DATASET RECORDS below:
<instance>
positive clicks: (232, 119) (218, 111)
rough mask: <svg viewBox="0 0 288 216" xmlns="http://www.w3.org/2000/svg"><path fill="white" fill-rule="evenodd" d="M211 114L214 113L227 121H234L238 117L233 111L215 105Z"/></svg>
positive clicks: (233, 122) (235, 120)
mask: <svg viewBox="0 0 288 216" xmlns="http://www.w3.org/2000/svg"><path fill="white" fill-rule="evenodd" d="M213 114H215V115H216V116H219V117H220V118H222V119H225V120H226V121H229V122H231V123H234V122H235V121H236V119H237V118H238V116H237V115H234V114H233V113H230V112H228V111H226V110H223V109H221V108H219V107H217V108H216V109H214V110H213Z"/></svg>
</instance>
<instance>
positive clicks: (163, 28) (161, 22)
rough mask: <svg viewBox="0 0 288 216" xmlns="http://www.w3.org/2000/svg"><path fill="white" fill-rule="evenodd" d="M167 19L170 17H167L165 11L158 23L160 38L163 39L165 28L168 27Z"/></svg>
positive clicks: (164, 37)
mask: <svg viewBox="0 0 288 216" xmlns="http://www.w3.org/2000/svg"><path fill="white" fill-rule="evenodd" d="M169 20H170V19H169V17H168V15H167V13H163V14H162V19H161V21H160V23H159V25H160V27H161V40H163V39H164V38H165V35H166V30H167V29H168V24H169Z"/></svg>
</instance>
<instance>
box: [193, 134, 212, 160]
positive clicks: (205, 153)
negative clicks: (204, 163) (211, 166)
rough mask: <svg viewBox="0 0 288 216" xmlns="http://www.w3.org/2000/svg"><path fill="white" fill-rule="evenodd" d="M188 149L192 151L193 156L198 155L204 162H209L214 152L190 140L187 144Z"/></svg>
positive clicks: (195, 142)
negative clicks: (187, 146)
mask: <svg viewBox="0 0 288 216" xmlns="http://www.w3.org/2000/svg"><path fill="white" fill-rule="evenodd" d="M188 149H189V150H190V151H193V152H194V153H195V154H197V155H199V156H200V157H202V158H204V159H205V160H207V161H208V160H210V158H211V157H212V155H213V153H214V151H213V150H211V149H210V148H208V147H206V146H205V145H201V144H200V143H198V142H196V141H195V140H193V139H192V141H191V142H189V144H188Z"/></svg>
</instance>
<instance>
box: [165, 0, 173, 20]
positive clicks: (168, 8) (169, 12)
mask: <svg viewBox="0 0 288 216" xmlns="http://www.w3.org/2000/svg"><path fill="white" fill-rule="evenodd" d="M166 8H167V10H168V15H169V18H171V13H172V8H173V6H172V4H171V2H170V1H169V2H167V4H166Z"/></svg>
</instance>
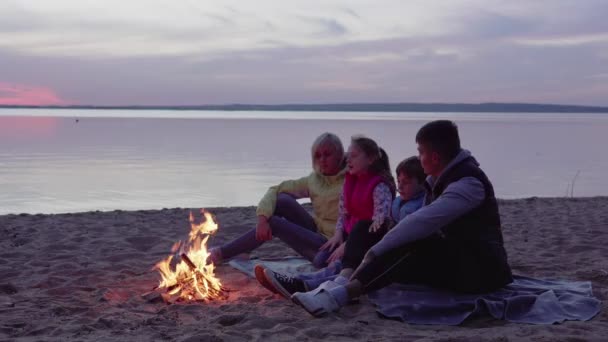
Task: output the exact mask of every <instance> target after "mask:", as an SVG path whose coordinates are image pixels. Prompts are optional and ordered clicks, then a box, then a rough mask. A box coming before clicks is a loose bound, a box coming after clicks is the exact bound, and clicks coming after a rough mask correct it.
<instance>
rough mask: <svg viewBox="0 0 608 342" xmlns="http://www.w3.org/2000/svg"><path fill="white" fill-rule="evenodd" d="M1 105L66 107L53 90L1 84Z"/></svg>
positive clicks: (28, 86) (22, 84)
mask: <svg viewBox="0 0 608 342" xmlns="http://www.w3.org/2000/svg"><path fill="white" fill-rule="evenodd" d="M0 104H2V105H34V106H38V105H66V104H68V102H67V101H65V100H63V99H61V98H60V97H59V96H58V95H57V94H56V93H55V92H54V91H53V90H51V89H48V88H45V87H38V86H30V85H23V84H10V83H5V82H0Z"/></svg>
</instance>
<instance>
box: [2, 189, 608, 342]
mask: <svg viewBox="0 0 608 342" xmlns="http://www.w3.org/2000/svg"><path fill="white" fill-rule="evenodd" d="M499 207H500V210H501V219H502V225H503V233H504V237H505V246H506V249H507V252H508V254H509V261H510V263H511V265H512V268H513V271H514V273H516V274H520V275H526V276H531V277H537V278H545V279H548V278H553V279H555V278H558V279H564V280H579V281H590V282H591V283H592V285H593V292H594V294H595V296H596V297H597V298H598V299H600V300H602V301H603V303H602V311H601V312H600V314H599V315H598V316H596V317H595V318H593V319H592V320H590V321H588V322H575V321H572V322H564V323H562V324H558V325H528V324H516V323H509V322H505V321H500V320H494V319H489V318H474V319H469V320H467V321H466V322H465V323H464V324H463V325H461V326H457V327H451V326H420V325H409V324H406V323H401V322H397V321H392V320H387V319H382V318H380V317H379V316H378V315H377V314H376V312H375V310H374V308H373V306H372V305H371V304H370V303H369V302H368V301H367V298H363V299H362V300H361V303H360V304H359V305H352V306H348V307H346V308H344V309H343V310H341V311H340V312H339V313H338V314H337V315H335V316H330V317H326V318H321V319H315V318H312V317H311V316H310V315H308V314H307V313H306V312H305V311H304V310H302V309H301V308H299V307H297V306H295V305H294V304H292V303H291V302H289V301H287V300H285V299H282V298H281V297H279V296H278V295H273V294H272V293H270V292H269V291H267V290H266V289H264V288H263V287H262V286H260V285H259V284H258V283H257V281H256V280H255V279H250V278H248V277H247V276H246V275H244V274H243V273H241V272H239V271H237V270H235V269H233V268H232V267H230V266H228V265H219V266H218V268H217V271H216V275H217V276H218V277H219V278H220V279H221V280H222V282H223V283H224V284H225V286H227V287H228V288H229V289H230V290H231V292H230V293H229V298H228V299H227V300H225V301H217V302H211V303H193V304H174V305H166V304H164V303H150V302H147V301H145V300H143V299H142V298H141V294H143V293H145V292H148V291H150V290H151V289H152V288H153V287H154V286H156V285H157V284H158V278H159V277H158V275H157V274H156V272H154V271H151V270H150V269H151V267H152V266H153V265H154V264H155V263H156V262H157V261H159V260H160V259H162V258H164V257H165V256H167V255H168V254H169V253H170V249H171V246H172V244H173V243H174V242H176V241H178V240H183V239H185V238H186V236H187V234H188V232H189V229H190V228H189V223H188V213H189V211H190V209H187V208H173V209H161V210H137V211H122V210H114V211H105V212H102V211H90V212H81V213H65V214H7V215H0V234H2V236H3V238H2V239H0V251H1V252H0V340H15V341H30V340H45V341H64V340H79V341H94V340H115V341H125V340H129V341H150V340H160V339H166V340H171V341H192V342H193V341H203V340H230V341H232V340H237V341H239V340H243V341H251V340H254V341H255V340H293V339H296V340H323V339H330V340H351V339H358V340H395V339H399V340H404V339H406V340H435V339H443V340H461V341H465V340H482V341H505V340H518V341H519V340H529V341H532V340H536V341H538V340H551V341H566V340H602V339H603V338H605V336H607V335H608V310H607V309H608V307H607V306H608V305H607V304H606V300H607V299H608V211H607V210H606V208H608V197H606V196H601V197H574V198H560V197H554V198H539V197H529V198H525V199H514V200H511V199H509V200H499ZM198 209H199V208H193V209H192V210H198ZM206 210H207V211H209V212H211V213H212V214H214V215H215V217H216V218H217V221H218V224H219V226H220V227H219V231H218V233H217V234H216V235H215V236H213V237H212V238H211V239H210V245H211V246H213V245H219V244H222V243H225V242H227V241H230V240H231V239H233V238H235V237H237V236H239V235H240V234H242V233H244V232H245V231H247V230H248V229H251V228H253V227H254V225H255V207H254V206H248V207H231V208H227V207H209V208H206ZM294 254H295V253H294V252H292V251H290V250H289V248H288V247H286V245H284V244H283V243H282V242H280V241H277V240H276V239H275V240H273V241H271V242H269V243H266V244H264V245H263V246H261V247H260V248H258V249H257V250H255V251H254V252H253V253H251V256H252V257H264V258H274V257H280V256H285V255H294Z"/></svg>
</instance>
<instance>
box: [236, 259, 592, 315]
mask: <svg viewBox="0 0 608 342" xmlns="http://www.w3.org/2000/svg"><path fill="white" fill-rule="evenodd" d="M229 264H230V265H231V266H232V267H234V268H236V269H238V270H240V271H242V272H245V273H247V274H249V276H251V277H254V273H253V268H254V267H255V265H256V264H263V265H264V266H266V267H268V268H270V269H272V270H275V271H277V272H281V273H287V274H294V275H295V274H298V273H301V272H309V271H312V270H314V268H313V267H312V265H311V264H310V263H308V261H306V260H304V259H302V258H293V257H290V258H284V259H273V260H263V259H252V260H232V261H230V262H229ZM514 278H515V281H514V282H513V283H511V284H509V285H508V286H506V287H504V288H502V289H500V290H498V291H495V292H491V293H485V294H474V295H471V294H463V293H455V292H449V291H442V290H438V289H435V288H430V287H428V286H423V285H404V284H393V285H391V286H389V287H386V288H384V289H381V290H378V291H375V292H372V293H370V294H369V295H368V298H369V299H370V301H371V302H372V303H374V304H375V305H376V306H377V309H376V310H377V311H378V313H379V314H380V315H382V316H384V317H387V318H392V319H398V320H401V321H404V322H407V323H412V324H443V325H458V324H461V323H462V322H464V321H465V320H466V319H467V318H469V317H475V316H481V315H490V316H492V317H494V318H496V319H504V320H507V321H510V322H517V323H531V324H553V323H561V322H563V321H566V320H579V321H587V320H590V319H591V318H593V317H594V316H595V315H597V314H598V313H599V312H600V308H601V302H600V301H599V300H598V299H596V298H595V297H593V292H592V289H591V282H588V281H559V280H541V279H534V278H528V277H522V276H515V277H514Z"/></svg>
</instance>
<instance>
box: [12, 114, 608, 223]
mask: <svg viewBox="0 0 608 342" xmlns="http://www.w3.org/2000/svg"><path fill="white" fill-rule="evenodd" d="M93 112H95V111H93ZM69 113H70V115H73V114H74V112H73V111H70V112H69ZM95 113H98V112H95ZM81 114H82V113H81ZM85 114H90V113H89V112H87V113H85ZM273 115H277V114H276V113H273ZM290 115H293V113H290ZM367 115H368V119H367V120H333V119H331V120H281V119H273V120H268V119H241V120H233V119H231V120H222V119H155V118H94V117H87V116H86V115H79V116H80V117H81V119H80V121H79V122H78V123H76V122H75V121H74V118H73V117H69V118H61V117H19V118H16V117H2V116H0V145H1V147H2V148H1V149H0V188H1V189H2V192H1V193H0V212H1V213H18V212H30V213H36V212H45V213H48V212H74V211H86V210H112V209H155V208H156V209H158V208H163V207H209V206H241V205H255V204H256V203H257V201H258V200H259V198H260V196H261V195H262V194H263V193H264V191H265V190H266V189H267V188H268V187H269V186H271V185H273V184H275V183H277V182H278V181H280V180H283V179H286V178H297V177H301V176H304V175H306V174H307V173H308V172H310V144H311V143H312V140H313V139H314V138H315V137H316V136H317V135H319V134H320V133H322V132H325V131H331V132H335V133H336V134H338V136H340V137H341V138H342V139H343V141H344V143H345V145H347V144H348V141H349V138H350V136H351V135H353V134H359V133H362V134H365V135H367V136H370V137H372V138H374V139H376V140H377V141H378V142H379V143H380V145H381V146H383V147H384V148H385V149H386V150H387V153H388V154H389V156H390V157H391V165H392V167H394V166H396V165H397V163H398V162H399V161H400V160H401V159H403V158H405V157H408V156H410V155H415V154H416V145H415V143H414V137H415V134H416V131H417V130H418V128H419V127H420V126H421V125H422V124H423V123H424V122H426V121H427V120H424V119H412V118H407V119H404V120H373V117H374V113H367ZM434 115H435V116H436V115H437V114H434ZM451 115H453V114H451ZM460 115H461V117H463V118H466V120H456V121H457V123H458V124H459V127H460V130H461V135H462V143H463V146H464V147H466V148H469V149H470V150H471V151H472V152H473V154H474V155H475V156H476V158H477V159H478V160H479V161H480V162H481V164H482V167H483V168H484V170H486V172H487V173H488V174H489V176H490V177H491V179H492V180H493V182H494V184H495V188H496V193H497V194H498V196H499V197H502V198H514V197H528V196H564V195H565V192H566V188H567V187H568V186H569V184H570V183H571V182H572V178H573V176H574V175H575V174H576V172H577V171H578V170H580V175H579V177H578V179H577V181H576V186H575V189H574V194H575V195H576V196H593V195H608V182H605V181H603V175H604V174H605V173H606V172H607V171H608V160H607V159H606V158H601V157H600V156H602V155H603V154H604V152H603V146H605V145H606V144H607V143H608V138H607V137H606V136H605V135H604V132H605V131H606V130H607V129H608V118H606V117H605V118H603V119H602V118H601V117H597V116H594V117H593V118H591V119H588V120H586V119H581V118H580V117H576V118H575V120H574V119H573V120H564V117H562V119H561V120H557V121H552V120H547V119H542V118H541V119H542V120H541V119H535V120H532V119H530V120H521V121H518V120H514V119H513V117H511V116H510V114H504V115H502V114H495V115H494V116H493V117H492V118H491V120H485V119H477V120H473V119H471V118H470V117H467V116H466V114H460ZM501 115H502V116H501ZM501 117H502V118H503V119H502V120H500V118H501ZM433 118H436V117H433Z"/></svg>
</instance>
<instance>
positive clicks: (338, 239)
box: [319, 229, 343, 251]
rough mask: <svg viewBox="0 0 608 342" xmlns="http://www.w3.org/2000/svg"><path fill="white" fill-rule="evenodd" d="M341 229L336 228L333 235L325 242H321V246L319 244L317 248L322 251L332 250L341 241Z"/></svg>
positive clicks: (334, 247) (337, 245)
mask: <svg viewBox="0 0 608 342" xmlns="http://www.w3.org/2000/svg"><path fill="white" fill-rule="evenodd" d="M342 234H343V233H342V231H341V230H339V229H337V230H336V232H335V233H334V236H332V237H331V238H330V239H329V240H327V242H326V243H324V244H323V246H321V247H320V248H319V250H320V251H324V250H328V251H333V250H334V249H335V248H336V247H338V246H340V244H341V243H342V240H343V239H342Z"/></svg>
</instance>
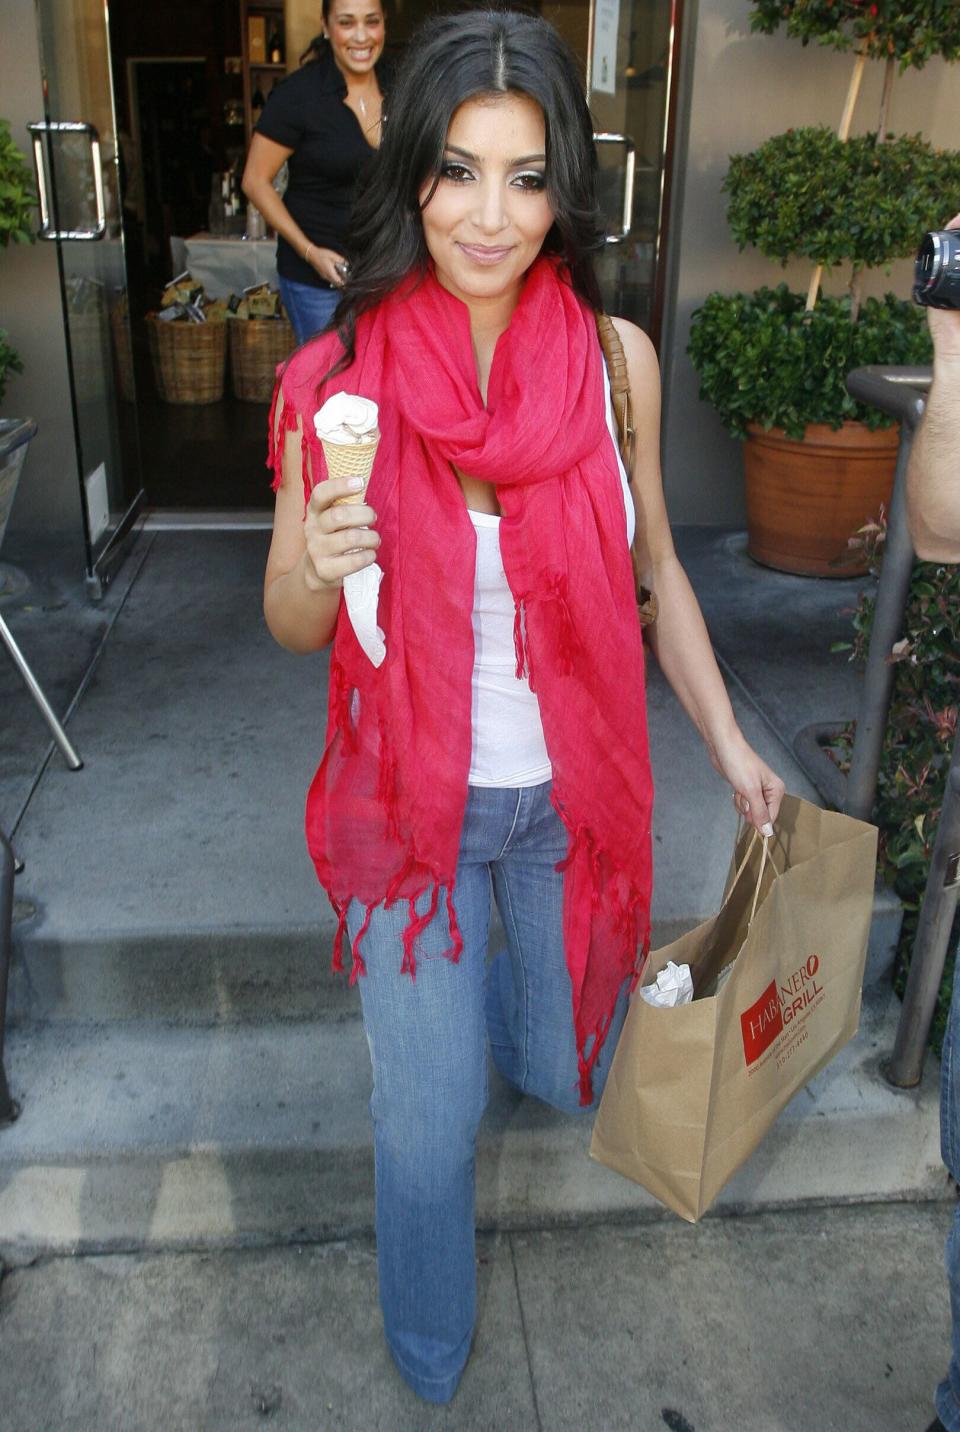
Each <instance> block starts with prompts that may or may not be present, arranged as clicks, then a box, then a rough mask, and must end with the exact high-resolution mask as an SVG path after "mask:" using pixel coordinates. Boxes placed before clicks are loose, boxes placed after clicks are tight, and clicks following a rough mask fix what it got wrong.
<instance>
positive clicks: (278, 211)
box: [241, 135, 344, 288]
End of DATASET RECORDS.
What you return should be the lines from the beginning of the records through the one that contains "positive clicks: (195, 142)", repeated exactly and with no additions.

◆ **THE COMPLETED TASK**:
<instance>
positive clicks: (232, 119) (218, 111)
rough mask: <svg viewBox="0 0 288 216" xmlns="http://www.w3.org/2000/svg"><path fill="white" fill-rule="evenodd" d="M211 114L214 113L227 121H234L238 117L233 111L215 105Z"/></svg>
positive clicks: (233, 122) (235, 120)
mask: <svg viewBox="0 0 288 216" xmlns="http://www.w3.org/2000/svg"><path fill="white" fill-rule="evenodd" d="M213 114H215V115H216V116H219V117H220V118H222V119H225V120H226V121H229V122H231V123H234V122H235V121H236V119H237V118H238V116H237V115H234V114H233V113H230V112H228V111H226V110H223V109H221V108H219V107H217V108H216V109H214V110H213Z"/></svg>
</instance>
<instance>
positive clicks: (163, 28) (161, 22)
rough mask: <svg viewBox="0 0 288 216" xmlns="http://www.w3.org/2000/svg"><path fill="white" fill-rule="evenodd" d="M167 19L170 17H167L165 11L158 23L160 38L163 39L165 28L168 27Z"/></svg>
positive clicks: (164, 37)
mask: <svg viewBox="0 0 288 216" xmlns="http://www.w3.org/2000/svg"><path fill="white" fill-rule="evenodd" d="M169 20H170V19H169V17H168V15H167V13H163V14H162V19H161V21H160V23H159V25H160V27H161V40H163V39H164V38H165V35H166V30H167V29H168V24H169Z"/></svg>
</instance>
<instance>
box: [193, 134, 212, 160]
positive clicks: (205, 153)
negative clicks: (204, 163) (211, 166)
rough mask: <svg viewBox="0 0 288 216" xmlns="http://www.w3.org/2000/svg"><path fill="white" fill-rule="evenodd" d="M188 149L192 151L193 156L198 155L204 162H209L214 152L190 140L187 144Z"/></svg>
positive clicks: (195, 142)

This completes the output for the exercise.